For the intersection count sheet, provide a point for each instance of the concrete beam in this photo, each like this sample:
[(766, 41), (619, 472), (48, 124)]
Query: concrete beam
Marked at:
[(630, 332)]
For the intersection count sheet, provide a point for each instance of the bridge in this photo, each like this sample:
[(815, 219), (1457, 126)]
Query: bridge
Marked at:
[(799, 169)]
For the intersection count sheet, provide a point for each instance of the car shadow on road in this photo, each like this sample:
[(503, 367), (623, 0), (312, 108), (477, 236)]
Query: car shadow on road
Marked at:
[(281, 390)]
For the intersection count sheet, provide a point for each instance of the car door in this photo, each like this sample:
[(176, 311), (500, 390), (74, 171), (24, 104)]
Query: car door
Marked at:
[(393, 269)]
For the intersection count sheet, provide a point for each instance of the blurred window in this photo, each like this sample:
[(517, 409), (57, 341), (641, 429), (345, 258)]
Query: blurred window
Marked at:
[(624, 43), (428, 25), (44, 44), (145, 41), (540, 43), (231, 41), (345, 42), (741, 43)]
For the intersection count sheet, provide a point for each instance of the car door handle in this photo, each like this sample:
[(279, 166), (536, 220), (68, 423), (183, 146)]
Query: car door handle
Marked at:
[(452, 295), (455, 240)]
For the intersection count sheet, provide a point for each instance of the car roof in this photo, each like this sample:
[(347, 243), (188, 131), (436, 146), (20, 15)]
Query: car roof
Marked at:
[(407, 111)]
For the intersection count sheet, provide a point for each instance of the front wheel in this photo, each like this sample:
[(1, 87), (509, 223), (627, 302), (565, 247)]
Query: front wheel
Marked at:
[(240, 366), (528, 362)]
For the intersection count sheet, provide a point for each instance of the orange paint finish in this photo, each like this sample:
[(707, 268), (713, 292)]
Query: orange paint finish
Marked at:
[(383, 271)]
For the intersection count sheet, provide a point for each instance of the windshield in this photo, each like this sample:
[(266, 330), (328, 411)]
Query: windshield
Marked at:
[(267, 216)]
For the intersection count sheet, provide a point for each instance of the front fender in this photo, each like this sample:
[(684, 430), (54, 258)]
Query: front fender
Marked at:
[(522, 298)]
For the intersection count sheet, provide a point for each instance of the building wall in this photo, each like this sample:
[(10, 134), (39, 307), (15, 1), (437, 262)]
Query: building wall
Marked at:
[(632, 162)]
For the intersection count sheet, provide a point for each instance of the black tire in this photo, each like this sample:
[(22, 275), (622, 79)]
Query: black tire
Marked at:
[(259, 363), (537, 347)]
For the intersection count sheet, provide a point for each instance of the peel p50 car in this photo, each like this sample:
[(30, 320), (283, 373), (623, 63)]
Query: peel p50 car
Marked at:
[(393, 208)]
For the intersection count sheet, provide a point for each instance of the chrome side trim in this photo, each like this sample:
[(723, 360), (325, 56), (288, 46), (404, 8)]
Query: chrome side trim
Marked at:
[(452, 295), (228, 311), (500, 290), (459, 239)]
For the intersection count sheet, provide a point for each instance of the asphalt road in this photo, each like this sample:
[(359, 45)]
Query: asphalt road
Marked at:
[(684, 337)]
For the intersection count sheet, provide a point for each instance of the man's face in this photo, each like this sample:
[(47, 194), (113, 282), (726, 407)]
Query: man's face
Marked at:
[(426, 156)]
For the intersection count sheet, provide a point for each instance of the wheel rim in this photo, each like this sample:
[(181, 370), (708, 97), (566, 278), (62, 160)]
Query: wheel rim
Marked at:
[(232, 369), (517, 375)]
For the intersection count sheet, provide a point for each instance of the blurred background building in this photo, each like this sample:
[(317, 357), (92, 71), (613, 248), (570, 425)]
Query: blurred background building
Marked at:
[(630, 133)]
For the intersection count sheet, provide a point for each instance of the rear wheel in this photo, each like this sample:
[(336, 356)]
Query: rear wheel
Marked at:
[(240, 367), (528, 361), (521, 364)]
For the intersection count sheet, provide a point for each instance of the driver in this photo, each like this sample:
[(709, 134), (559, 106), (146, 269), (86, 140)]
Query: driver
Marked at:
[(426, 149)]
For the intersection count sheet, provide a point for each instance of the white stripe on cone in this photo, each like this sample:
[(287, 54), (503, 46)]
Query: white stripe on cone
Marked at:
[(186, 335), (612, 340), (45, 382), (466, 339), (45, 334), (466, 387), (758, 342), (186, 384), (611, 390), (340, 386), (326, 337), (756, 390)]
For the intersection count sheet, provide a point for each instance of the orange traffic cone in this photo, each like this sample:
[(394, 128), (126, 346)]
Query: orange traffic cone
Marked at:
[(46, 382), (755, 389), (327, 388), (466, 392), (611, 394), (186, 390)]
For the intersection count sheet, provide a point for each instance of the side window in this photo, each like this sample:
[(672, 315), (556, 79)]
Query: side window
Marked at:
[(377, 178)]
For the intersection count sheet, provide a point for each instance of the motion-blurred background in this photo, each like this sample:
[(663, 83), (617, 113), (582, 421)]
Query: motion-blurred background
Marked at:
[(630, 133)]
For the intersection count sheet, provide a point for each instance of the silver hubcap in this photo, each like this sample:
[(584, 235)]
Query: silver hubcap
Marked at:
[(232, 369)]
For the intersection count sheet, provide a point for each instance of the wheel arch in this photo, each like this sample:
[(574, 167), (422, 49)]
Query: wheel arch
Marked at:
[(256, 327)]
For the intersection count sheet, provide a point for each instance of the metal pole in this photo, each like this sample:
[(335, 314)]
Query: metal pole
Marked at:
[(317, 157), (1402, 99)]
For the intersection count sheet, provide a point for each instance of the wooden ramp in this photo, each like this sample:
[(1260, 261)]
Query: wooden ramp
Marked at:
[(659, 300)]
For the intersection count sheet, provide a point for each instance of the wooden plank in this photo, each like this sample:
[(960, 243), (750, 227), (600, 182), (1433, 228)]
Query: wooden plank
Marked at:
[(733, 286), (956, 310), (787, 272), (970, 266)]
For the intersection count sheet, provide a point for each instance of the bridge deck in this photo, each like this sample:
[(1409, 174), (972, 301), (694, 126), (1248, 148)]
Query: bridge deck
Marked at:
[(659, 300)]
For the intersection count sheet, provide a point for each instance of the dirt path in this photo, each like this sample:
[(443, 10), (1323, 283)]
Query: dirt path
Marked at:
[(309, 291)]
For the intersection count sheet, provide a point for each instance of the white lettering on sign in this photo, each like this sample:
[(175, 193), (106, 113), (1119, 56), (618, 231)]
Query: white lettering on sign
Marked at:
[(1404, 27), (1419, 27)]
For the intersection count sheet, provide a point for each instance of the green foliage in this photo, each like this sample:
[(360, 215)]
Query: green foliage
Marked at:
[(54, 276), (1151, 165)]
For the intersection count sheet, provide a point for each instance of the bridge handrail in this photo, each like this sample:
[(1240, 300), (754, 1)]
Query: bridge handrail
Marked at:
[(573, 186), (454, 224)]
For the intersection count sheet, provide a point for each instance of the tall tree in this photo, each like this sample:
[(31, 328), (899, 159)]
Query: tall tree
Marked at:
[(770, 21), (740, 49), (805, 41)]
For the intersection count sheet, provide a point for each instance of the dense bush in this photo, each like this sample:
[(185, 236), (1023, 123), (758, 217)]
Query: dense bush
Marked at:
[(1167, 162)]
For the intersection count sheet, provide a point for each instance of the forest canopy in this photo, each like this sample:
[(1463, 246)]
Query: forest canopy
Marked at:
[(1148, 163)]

• What to work on: The output should be a character-exact copy of all entries.

• Task output:
For the intersection count sheet, provide a point for each instance of the concrete beam in this photo, each like this sample:
[(766, 41), (619, 472), (48, 124)]
Query: concrete beam
Marked at:
[(630, 332)]
For the intersection count sheet, provide a point for each instance of the bridge in this photo, each like this sample:
[(815, 219), (1457, 126)]
Query: bridge
Marked at:
[(799, 169)]
For the intersection count sheet, provide a point for each instance of the car shadow on road in this photo, each like this sample:
[(503, 367), (623, 0), (312, 108), (477, 236)]
Query: car shadow on road
Marked at:
[(281, 390)]
For the intersection count sheet, provide a point for each instance of the car door in this photo, each like this sample:
[(176, 311), (500, 390), (74, 171), (24, 104)]
Query: car door
Marked at:
[(393, 269)]
For the intersection count sheet, provide a point for each instance of the blurred window in this photo, each like this sample:
[(517, 409), (57, 341), (641, 429), (345, 258)]
Query: blurred window
Marked at:
[(624, 43), (428, 25), (44, 44), (145, 41), (540, 43), (231, 41), (345, 42), (741, 43)]
For the intersection count sheet, provide a point for each instance of the car door handle in this photo, each like this sample:
[(279, 166), (536, 220), (68, 423), (183, 146)]
Query: car door handle
Marked at:
[(452, 295), (455, 240)]
For the intersection count sheet, provide a point for each instance of the car roof in this photo, each like this sample:
[(347, 243), (188, 131), (436, 146), (20, 15)]
Query: car roof
Marked at:
[(407, 111)]
For the intersection count sheet, provide a point for each instance of the front wheel in this photo, each like this sample:
[(1, 87), (509, 223), (627, 302), (565, 247)]
Query: front wheel
Marked at:
[(240, 366), (528, 362)]
For the intersection count sheet, provide a point for each instance of the orange paint finish in this photo, each like this sample:
[(707, 268), (713, 292)]
Query: orange paint finish
Marked at:
[(383, 271)]
For the intersection count sheet, provide a point for each instance of the windshield in this photo, each like this sample:
[(266, 330), (328, 411)]
Query: windshield
Marked at:
[(267, 216)]
For the intersection count sheet, provide a point for each instance of the front fender in this photo, each like this sample:
[(684, 430), (54, 258)]
Query: front fender
Marked at:
[(522, 298)]
For the intersection count sheet, provide a point for each instance of the building wall in this photo, each like this sample:
[(10, 134), (39, 307), (15, 1), (437, 262)]
Query: building wall
Marked at:
[(632, 162)]
For the intersection count sheet, provide a point for each instance of the black tire in this photo, each like this sample:
[(22, 275), (622, 79)]
Query: black tire
Marked at:
[(259, 363), (537, 347)]
For the intersection count sheet, provide a point for each instance of the peel p50 car in this photo, each like this sample:
[(30, 320), (283, 373), (623, 63)]
Query: peel p50 car
Marked at:
[(393, 208)]
For the intersection count sheet, provide a point for each instance of the chrome side trim in this photo, each like this sample:
[(723, 360), (325, 56), (288, 46), (404, 8)]
Query: chrome side trim
Marked at:
[(452, 295), (228, 311), (500, 290), (459, 239)]
For the intersection count sheet, provide a point for each instance of the asphalt road in this photo, each like this sample:
[(359, 45)]
Query: asphalt road
Marked at:
[(684, 337)]
For the intersection count sheet, provide a point for each instance of the man's face in this photo, each like this sample:
[(47, 194), (113, 282), (726, 407)]
Query: man's face
Marked at:
[(426, 156)]
For the intersection count sheet, provide a point for each instance of the wheel rim in this photo, each like this sample:
[(181, 370), (708, 97), (566, 278), (62, 160)]
Query: wheel rim
Marked at:
[(232, 369), (517, 375)]
For the intersection count sheet, provide a point for each instance of the blurred background building in this photo, each like this sample:
[(317, 357), (92, 71), (613, 248), (570, 425)]
Query: blurred background building
Marked at:
[(630, 133)]
For the intersection count sheet, provide a point for each instance of the rear wheel in this photo, each like this sample:
[(336, 356)]
Query: rear wheel
Marked at:
[(240, 367), (528, 361), (521, 364)]
For the intersection count sheet, provide a point for each instance of the driver in this photo, each like this sample:
[(709, 134), (559, 106), (146, 269), (86, 140)]
Query: driver
Marked at:
[(426, 149)]
For the intersection count sheet, provide a point for each instance of the white stripe on cone in this photo, each like this sample:
[(287, 54), (503, 46)]
Query: white stripe on cone
Marked at:
[(186, 335), (612, 340), (45, 382), (466, 339), (45, 334), (466, 387), (758, 342), (186, 384), (611, 390), (340, 386), (326, 337), (756, 390)]
For the intersection count sheet, provide a point for each instance of the orange traffic cone in this photo, each like this sample:
[(394, 128), (126, 346)]
Query: orange traffic cone
Marked at:
[(46, 382), (755, 389), (327, 388), (466, 392), (611, 394), (186, 390)]
For the intersection count sheet, provide a point for each instance of the side window in this photo, each like this sample:
[(672, 315), (556, 79)]
Query: side window
Marked at:
[(377, 178)]
For the intersection count sheet, provide a point for each instance of the motion-blurred background in this photo, each like this sample:
[(663, 83), (617, 113), (582, 421)]
Query: motion-blurred background
Marked at:
[(630, 133)]
For the intersection count sheet, provide a point for each instance of the silver hubcap in this photo, each like this sample:
[(584, 235)]
Query: silver hubcap
Marked at:
[(232, 369)]
For the intersection count sheet, provide a point for each instance of the wheel arch in this photo, each like this sample:
[(574, 167), (422, 49)]
Query: wheel arch
Marked at:
[(256, 327)]
For the intersection count sheet, provide a point for each instance of the metal pole in this photo, each like this sample:
[(335, 314)]
Query: metal pole
Marked at:
[(317, 157), (1402, 99)]
For the intersection count sheet, provide a point for each instance of the wooden ramp in this photo, each like this sample:
[(1260, 261)]
Query: wooden ramp
Marked at:
[(659, 300)]
For the intersection count sheet, provide a point for each instance of the wooden plank in this photo, each like this sample:
[(960, 243), (750, 227), (600, 182), (1433, 228)]
Query: wooden plank
Marked at:
[(733, 286), (956, 310), (787, 272), (970, 266)]
For the intersection count sheet, provide a point for each instance of the bridge deck in this photo, each like this sample:
[(1409, 174), (972, 301), (694, 126), (1248, 148)]
Query: bridge deck
Marked at:
[(659, 300)]
For the intersection count sheet, provide a point for each instance of the dirt path in this photo, each like this sample:
[(443, 10), (1323, 283)]
Query: dirt path
Marked at:
[(309, 291)]
For the intersection count sheet, provide a point for each instance of the white lettering on sign in this photo, each like this sample:
[(175, 193), (106, 113), (1119, 56), (618, 231)]
Query: white lettering on sign
Marked at:
[(1404, 27), (1419, 27)]
For the intersection count sheet, provide a point for each instance of the green foliage in this photo, each like this sample:
[(360, 215)]
Query: green foliage
Marked at:
[(54, 276), (1151, 165)]
For the intersection count sheet, provide a point for each instance of the bridge handrail in this photo, each like this sample:
[(1240, 300), (754, 1)]
Query: bridge handrail
Marked at:
[(573, 186), (454, 224)]
For the intersection count sheet, provide a point for each instance of the tall tree in this photo, each like this sample:
[(31, 328), (899, 159)]
Query: tall tree
Marked at:
[(770, 21), (740, 49), (805, 41)]
For the intersection count sheet, provide a point for each instance of the dense bush in this photo, each like this sample:
[(185, 236), (1023, 123), (758, 217)]
Query: dense bush
Marked at:
[(1167, 162)]
For the intersection count sheet, provide a point for each instance of the forest canopy in this photo, each like this sample:
[(1463, 246)]
Query: forest canopy
Marked at:
[(1148, 163)]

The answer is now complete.